Produce an exact copy of the lines from the line containing "TARGET = vacuum cleaner handle" through the last line of the listing below, both ends included, and nothing else.

== == ==

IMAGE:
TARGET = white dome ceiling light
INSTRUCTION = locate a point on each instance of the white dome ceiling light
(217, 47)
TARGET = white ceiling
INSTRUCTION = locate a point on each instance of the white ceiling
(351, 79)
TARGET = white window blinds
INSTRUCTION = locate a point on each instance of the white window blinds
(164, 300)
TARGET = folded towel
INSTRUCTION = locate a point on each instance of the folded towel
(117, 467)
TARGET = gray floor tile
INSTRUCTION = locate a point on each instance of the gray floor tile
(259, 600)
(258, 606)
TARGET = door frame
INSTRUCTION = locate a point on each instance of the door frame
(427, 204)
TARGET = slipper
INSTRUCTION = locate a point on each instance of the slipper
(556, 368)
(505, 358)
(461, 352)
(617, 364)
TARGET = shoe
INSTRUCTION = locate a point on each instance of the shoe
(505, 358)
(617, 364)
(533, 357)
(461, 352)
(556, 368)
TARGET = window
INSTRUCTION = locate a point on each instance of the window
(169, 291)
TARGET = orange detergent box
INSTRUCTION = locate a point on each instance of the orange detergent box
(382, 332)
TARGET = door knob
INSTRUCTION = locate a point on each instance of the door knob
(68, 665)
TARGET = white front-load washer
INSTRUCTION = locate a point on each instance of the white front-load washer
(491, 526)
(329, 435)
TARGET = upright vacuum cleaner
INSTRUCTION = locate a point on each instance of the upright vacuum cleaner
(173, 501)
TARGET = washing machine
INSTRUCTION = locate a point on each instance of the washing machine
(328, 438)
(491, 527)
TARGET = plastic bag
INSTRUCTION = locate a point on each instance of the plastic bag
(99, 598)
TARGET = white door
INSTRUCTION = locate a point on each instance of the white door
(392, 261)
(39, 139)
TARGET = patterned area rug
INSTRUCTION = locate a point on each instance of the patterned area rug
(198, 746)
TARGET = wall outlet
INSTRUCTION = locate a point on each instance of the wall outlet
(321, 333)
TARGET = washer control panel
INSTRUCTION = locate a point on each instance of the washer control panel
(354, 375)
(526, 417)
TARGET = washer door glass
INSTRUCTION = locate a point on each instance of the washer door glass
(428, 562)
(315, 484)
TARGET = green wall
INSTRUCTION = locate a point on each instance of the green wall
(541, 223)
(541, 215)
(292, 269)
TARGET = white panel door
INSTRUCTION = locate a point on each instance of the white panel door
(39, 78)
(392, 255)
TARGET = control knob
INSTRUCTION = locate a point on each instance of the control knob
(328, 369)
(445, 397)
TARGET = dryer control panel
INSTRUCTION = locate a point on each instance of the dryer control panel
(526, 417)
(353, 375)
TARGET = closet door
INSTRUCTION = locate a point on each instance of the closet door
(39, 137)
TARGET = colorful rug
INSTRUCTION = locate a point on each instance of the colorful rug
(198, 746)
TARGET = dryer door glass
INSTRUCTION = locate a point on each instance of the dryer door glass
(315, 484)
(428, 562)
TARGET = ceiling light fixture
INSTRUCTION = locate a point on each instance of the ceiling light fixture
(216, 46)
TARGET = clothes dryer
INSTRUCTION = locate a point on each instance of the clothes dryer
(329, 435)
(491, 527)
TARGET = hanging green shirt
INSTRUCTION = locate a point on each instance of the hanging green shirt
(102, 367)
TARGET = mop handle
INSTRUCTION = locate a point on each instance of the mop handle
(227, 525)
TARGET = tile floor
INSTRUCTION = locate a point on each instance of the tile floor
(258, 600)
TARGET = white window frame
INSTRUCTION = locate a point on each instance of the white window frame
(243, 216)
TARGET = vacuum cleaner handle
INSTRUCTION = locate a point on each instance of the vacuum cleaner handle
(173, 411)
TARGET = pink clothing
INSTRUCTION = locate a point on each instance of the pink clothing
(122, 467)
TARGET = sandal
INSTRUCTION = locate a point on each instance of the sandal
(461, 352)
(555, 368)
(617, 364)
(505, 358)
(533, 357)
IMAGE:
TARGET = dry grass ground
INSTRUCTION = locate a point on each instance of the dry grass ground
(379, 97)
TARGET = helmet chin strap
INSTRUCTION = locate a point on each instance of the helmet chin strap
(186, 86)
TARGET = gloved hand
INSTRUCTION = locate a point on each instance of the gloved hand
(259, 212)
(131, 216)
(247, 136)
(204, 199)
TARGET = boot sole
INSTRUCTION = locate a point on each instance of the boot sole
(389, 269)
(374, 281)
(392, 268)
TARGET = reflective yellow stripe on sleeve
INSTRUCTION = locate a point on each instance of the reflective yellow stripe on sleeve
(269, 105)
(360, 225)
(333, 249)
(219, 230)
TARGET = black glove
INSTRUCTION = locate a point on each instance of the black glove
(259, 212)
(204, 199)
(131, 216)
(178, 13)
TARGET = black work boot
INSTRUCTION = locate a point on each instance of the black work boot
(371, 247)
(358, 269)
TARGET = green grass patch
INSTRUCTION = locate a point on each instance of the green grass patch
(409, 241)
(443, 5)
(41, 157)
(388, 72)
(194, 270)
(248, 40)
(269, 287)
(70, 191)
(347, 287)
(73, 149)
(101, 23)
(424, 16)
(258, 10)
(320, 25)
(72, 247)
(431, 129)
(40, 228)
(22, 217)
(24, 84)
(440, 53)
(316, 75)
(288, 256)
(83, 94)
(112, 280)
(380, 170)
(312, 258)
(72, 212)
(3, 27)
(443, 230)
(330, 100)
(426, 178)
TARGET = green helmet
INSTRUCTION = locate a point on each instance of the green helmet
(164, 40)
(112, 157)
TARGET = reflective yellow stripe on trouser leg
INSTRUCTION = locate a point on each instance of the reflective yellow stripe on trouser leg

== == ==

■ WRITTEN SOLUTION ■
TARGET = vacuum cleaner handle
INSTRUCTION = locate a point on each instance of the vacuum cleaner handle
(173, 411)
TARGET = pink clothing
INSTRUCTION = locate a point on each instance of the pink clothing
(122, 467)
TARGET = sandal
INSTRUCTION = locate a point on each instance of the sandal
(461, 352)
(555, 368)
(617, 364)
(505, 358)
(533, 357)
IMAGE:
TARGET = dry grass ground
INSTRUCTION = locate a point on each instance of the dry grass ground
(379, 97)
TARGET = helmet chin strap
INSTRUCTION = locate a point on each instance of the helmet chin strap
(186, 86)
TARGET = gloved hand
INSTRUCTION = locate a point on each instance of the gloved hand
(259, 212)
(131, 216)
(247, 136)
(204, 199)
TARGET = boot sole
INSTRUCTION = locate a point on each instance of the boot sole
(389, 269)
(374, 281)
(392, 268)
TARGET = reflective yellow stripe on sleeve
INSTRUCTION = locate a point on each instance of the reflective yellow stripe on sleeve
(269, 105)
(360, 225)
(333, 249)
(219, 230)
TARGET = black glove
INSTRUCTION = locate a point on each instance of the black glove
(259, 212)
(204, 199)
(131, 216)
(178, 13)
TARGET = black work boot
INSTRUCTION = locate a point on each instance of the black work boot
(371, 247)
(358, 269)
TARGET = green grass patch
INSTRUCTION = locate a point on each instance of the green grass patch
(409, 241)
(443, 5)
(41, 157)
(388, 72)
(194, 270)
(248, 40)
(269, 287)
(70, 191)
(347, 287)
(73, 149)
(101, 23)
(424, 16)
(258, 10)
(320, 25)
(72, 247)
(431, 129)
(40, 228)
(22, 217)
(24, 84)
(440, 53)
(316, 75)
(288, 256)
(83, 94)
(112, 280)
(380, 170)
(312, 258)
(72, 212)
(3, 27)
(443, 230)
(330, 100)
(426, 178)
TARGET = green helmet
INSTRUCTION = locate a point on each instance of the green helmet
(164, 40)
(112, 157)
TARGET = reflective yellow stripe on trouser leg
INSTRUCTION = locate a point on each instance of the reflective yellow stripe on trouser leg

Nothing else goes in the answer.